• _Your objective_: An exact transcript of all the records is required, with nothing left out.

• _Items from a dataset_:
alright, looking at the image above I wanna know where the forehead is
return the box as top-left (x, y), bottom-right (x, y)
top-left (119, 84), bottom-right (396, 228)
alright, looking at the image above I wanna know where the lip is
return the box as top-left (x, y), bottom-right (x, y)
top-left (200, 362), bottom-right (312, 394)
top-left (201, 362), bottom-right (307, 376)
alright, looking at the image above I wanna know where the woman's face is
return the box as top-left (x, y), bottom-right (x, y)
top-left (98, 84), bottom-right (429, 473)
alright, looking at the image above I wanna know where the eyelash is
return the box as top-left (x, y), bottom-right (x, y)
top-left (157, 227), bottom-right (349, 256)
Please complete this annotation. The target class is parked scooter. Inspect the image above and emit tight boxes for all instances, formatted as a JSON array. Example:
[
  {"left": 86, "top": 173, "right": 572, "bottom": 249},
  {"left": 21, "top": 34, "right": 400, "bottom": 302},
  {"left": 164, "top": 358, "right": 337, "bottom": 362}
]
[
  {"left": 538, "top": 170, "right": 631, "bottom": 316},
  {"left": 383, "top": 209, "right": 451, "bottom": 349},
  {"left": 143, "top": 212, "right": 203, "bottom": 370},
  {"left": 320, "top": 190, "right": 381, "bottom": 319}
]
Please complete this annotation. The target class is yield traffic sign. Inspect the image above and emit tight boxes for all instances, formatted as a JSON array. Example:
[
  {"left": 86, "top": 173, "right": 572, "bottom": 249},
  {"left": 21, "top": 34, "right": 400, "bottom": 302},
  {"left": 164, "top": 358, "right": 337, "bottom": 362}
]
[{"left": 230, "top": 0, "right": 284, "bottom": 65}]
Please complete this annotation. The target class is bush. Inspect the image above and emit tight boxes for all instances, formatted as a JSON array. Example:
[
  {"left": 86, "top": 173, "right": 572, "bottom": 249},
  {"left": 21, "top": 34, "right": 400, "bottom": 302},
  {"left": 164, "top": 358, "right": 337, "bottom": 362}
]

• _Output below_:
alright, looking at the image above I wanna know where the forehead is
return the box as top-left (x, y), bottom-right (x, y)
top-left (119, 84), bottom-right (396, 228)
alright, looking at the image above I wanna know where the lip is
return the box as top-left (x, y), bottom-right (x, y)
top-left (200, 362), bottom-right (312, 394)
top-left (201, 362), bottom-right (307, 376)
alright, looking at the image above I wanna know where the woman's face is
return the box as top-left (x, y), bottom-right (x, y)
top-left (98, 84), bottom-right (429, 473)
alright, looking at the image above I wanna know where the eyelash is
return the box as top-left (x, y), bottom-right (x, y)
top-left (157, 227), bottom-right (349, 256)
Please complete this annotation. The target class is parked scooter. Inspect the image above and emit tight boxes for all instances, formatted as a JSON array. Example:
[
  {"left": 86, "top": 173, "right": 572, "bottom": 249},
  {"left": 21, "top": 34, "right": 400, "bottom": 302},
  {"left": 164, "top": 358, "right": 337, "bottom": 362}
]
[
  {"left": 538, "top": 170, "right": 631, "bottom": 316},
  {"left": 383, "top": 209, "right": 451, "bottom": 349},
  {"left": 143, "top": 212, "right": 203, "bottom": 370},
  {"left": 320, "top": 190, "right": 381, "bottom": 319}
]
Please complete this annotation. The target class is yield traffic sign. Inspect the image above and emit tight boxes for all instances, formatted as a JSON array. Example:
[
  {"left": 86, "top": 173, "right": 572, "bottom": 249},
  {"left": 21, "top": 34, "right": 400, "bottom": 302},
  {"left": 164, "top": 358, "right": 337, "bottom": 362}
]
[{"left": 230, "top": 0, "right": 284, "bottom": 65}]
Please complete this annotation. The target class is bush. Inspect the image above and emit tight boxes for all instances, formatted as a JSON array. Example:
[
  {"left": 86, "top": 173, "right": 572, "bottom": 249},
  {"left": 21, "top": 34, "right": 400, "bottom": 302},
  {"left": 164, "top": 358, "right": 337, "bottom": 362}
]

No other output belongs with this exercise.